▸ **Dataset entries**
-*-

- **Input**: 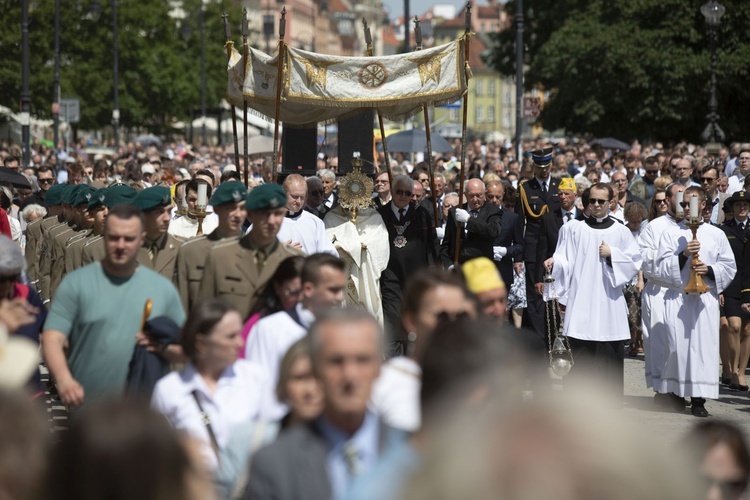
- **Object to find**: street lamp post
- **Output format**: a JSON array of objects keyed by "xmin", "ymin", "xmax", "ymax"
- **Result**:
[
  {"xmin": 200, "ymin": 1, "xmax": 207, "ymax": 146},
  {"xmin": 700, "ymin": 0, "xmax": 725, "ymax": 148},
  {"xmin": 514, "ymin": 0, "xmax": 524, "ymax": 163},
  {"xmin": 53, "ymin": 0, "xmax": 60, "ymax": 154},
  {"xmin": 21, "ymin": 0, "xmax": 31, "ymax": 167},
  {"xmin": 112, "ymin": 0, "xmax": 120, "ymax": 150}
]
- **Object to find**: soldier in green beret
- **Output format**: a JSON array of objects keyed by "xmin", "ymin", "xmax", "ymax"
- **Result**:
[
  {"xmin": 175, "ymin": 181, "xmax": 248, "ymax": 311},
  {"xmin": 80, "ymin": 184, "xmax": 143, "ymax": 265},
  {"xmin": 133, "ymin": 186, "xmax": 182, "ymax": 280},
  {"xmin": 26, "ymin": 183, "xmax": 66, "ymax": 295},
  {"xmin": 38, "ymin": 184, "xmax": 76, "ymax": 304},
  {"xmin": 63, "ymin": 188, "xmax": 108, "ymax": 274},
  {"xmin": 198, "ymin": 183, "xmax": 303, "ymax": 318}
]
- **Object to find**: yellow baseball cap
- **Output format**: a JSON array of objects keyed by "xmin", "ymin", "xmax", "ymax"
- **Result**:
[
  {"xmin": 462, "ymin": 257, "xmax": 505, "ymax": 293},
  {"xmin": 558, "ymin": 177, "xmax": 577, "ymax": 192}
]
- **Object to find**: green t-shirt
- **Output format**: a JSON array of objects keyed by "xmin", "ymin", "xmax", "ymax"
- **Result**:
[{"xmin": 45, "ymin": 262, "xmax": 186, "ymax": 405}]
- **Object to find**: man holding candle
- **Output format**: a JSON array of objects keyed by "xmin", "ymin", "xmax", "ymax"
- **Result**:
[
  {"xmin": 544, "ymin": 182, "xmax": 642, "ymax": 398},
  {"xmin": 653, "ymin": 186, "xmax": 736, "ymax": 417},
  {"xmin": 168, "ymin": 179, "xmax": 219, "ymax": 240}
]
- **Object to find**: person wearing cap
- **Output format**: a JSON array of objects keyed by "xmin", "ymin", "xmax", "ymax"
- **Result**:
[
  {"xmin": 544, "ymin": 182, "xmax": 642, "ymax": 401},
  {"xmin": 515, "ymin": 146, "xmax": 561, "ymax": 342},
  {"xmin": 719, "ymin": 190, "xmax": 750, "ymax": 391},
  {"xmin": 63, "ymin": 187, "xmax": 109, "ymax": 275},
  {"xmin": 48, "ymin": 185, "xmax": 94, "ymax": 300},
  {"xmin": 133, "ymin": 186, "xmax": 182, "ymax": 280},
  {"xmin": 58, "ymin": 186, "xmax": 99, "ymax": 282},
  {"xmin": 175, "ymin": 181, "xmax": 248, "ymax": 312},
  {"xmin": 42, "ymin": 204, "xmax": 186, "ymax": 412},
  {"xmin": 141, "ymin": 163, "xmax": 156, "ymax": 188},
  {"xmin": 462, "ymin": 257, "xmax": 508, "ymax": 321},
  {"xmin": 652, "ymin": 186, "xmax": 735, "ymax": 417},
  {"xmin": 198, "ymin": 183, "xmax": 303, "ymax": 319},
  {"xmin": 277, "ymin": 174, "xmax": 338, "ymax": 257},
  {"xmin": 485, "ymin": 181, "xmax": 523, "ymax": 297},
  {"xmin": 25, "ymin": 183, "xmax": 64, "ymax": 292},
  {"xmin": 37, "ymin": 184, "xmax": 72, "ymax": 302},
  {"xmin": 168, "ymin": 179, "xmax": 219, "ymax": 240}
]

-*-

▸ **Work to be completed**
Output the entries exactly and keep every picture out of them.

▸ **Response box**
- **Input**: 
- **Object to find**: street lamp post
- **Output format**: a JSON array of objects keyed by "xmin", "ymin", "xmax", "ymax"
- **Result**:
[
  {"xmin": 200, "ymin": 1, "xmax": 207, "ymax": 146},
  {"xmin": 700, "ymin": 0, "xmax": 725, "ymax": 148},
  {"xmin": 514, "ymin": 0, "xmax": 524, "ymax": 163},
  {"xmin": 53, "ymin": 0, "xmax": 60, "ymax": 154},
  {"xmin": 21, "ymin": 0, "xmax": 31, "ymax": 167},
  {"xmin": 112, "ymin": 0, "xmax": 120, "ymax": 150}
]
- **Object to find**: soldier in green beret
- **Output format**: a JSON array of objects keyed by "xmin", "ymin", "xmax", "ymax"
- **Result**:
[
  {"xmin": 175, "ymin": 181, "xmax": 248, "ymax": 311},
  {"xmin": 80, "ymin": 184, "xmax": 143, "ymax": 265},
  {"xmin": 133, "ymin": 186, "xmax": 182, "ymax": 280},
  {"xmin": 26, "ymin": 183, "xmax": 66, "ymax": 295},
  {"xmin": 38, "ymin": 184, "xmax": 76, "ymax": 304},
  {"xmin": 63, "ymin": 188, "xmax": 108, "ymax": 274},
  {"xmin": 198, "ymin": 183, "xmax": 303, "ymax": 318}
]
- **Object to find**: yellow baseball cap
- **Output format**: a JSON array of objects keyed by "xmin", "ymin", "xmax", "ymax"
- **Result**:
[
  {"xmin": 462, "ymin": 257, "xmax": 505, "ymax": 293},
  {"xmin": 558, "ymin": 177, "xmax": 577, "ymax": 192}
]
- **Object to find**: green t-shirt
- **Output format**: a JSON array of objects keyed by "xmin", "ymin", "xmax", "ymax"
- **Result**:
[{"xmin": 45, "ymin": 262, "xmax": 186, "ymax": 405}]
- **Object to find**: man holding candle
- **Output format**: a JSON array of objects keyed by "xmin", "ymin", "xmax", "ymax"
- **Result**:
[
  {"xmin": 544, "ymin": 182, "xmax": 642, "ymax": 398},
  {"xmin": 653, "ymin": 186, "xmax": 736, "ymax": 417},
  {"xmin": 168, "ymin": 179, "xmax": 219, "ymax": 240}
]
- **Object to find**: person wearing cap
- **Output format**: a JSON array of objects keyed by "xmin", "ymin", "xmax", "ymax"
- **Result**:
[
  {"xmin": 544, "ymin": 182, "xmax": 642, "ymax": 401},
  {"xmin": 515, "ymin": 146, "xmax": 561, "ymax": 342},
  {"xmin": 719, "ymin": 190, "xmax": 750, "ymax": 391},
  {"xmin": 63, "ymin": 187, "xmax": 109, "ymax": 275},
  {"xmin": 48, "ymin": 185, "xmax": 94, "ymax": 300},
  {"xmin": 133, "ymin": 186, "xmax": 182, "ymax": 280},
  {"xmin": 58, "ymin": 186, "xmax": 99, "ymax": 282},
  {"xmin": 175, "ymin": 181, "xmax": 248, "ymax": 312},
  {"xmin": 42, "ymin": 204, "xmax": 186, "ymax": 412},
  {"xmin": 141, "ymin": 163, "xmax": 156, "ymax": 188},
  {"xmin": 462, "ymin": 257, "xmax": 508, "ymax": 321},
  {"xmin": 652, "ymin": 186, "xmax": 735, "ymax": 417},
  {"xmin": 198, "ymin": 183, "xmax": 303, "ymax": 319},
  {"xmin": 277, "ymin": 174, "xmax": 338, "ymax": 257},
  {"xmin": 485, "ymin": 181, "xmax": 523, "ymax": 297},
  {"xmin": 25, "ymin": 183, "xmax": 64, "ymax": 292},
  {"xmin": 37, "ymin": 184, "xmax": 72, "ymax": 302},
  {"xmin": 168, "ymin": 179, "xmax": 219, "ymax": 240}
]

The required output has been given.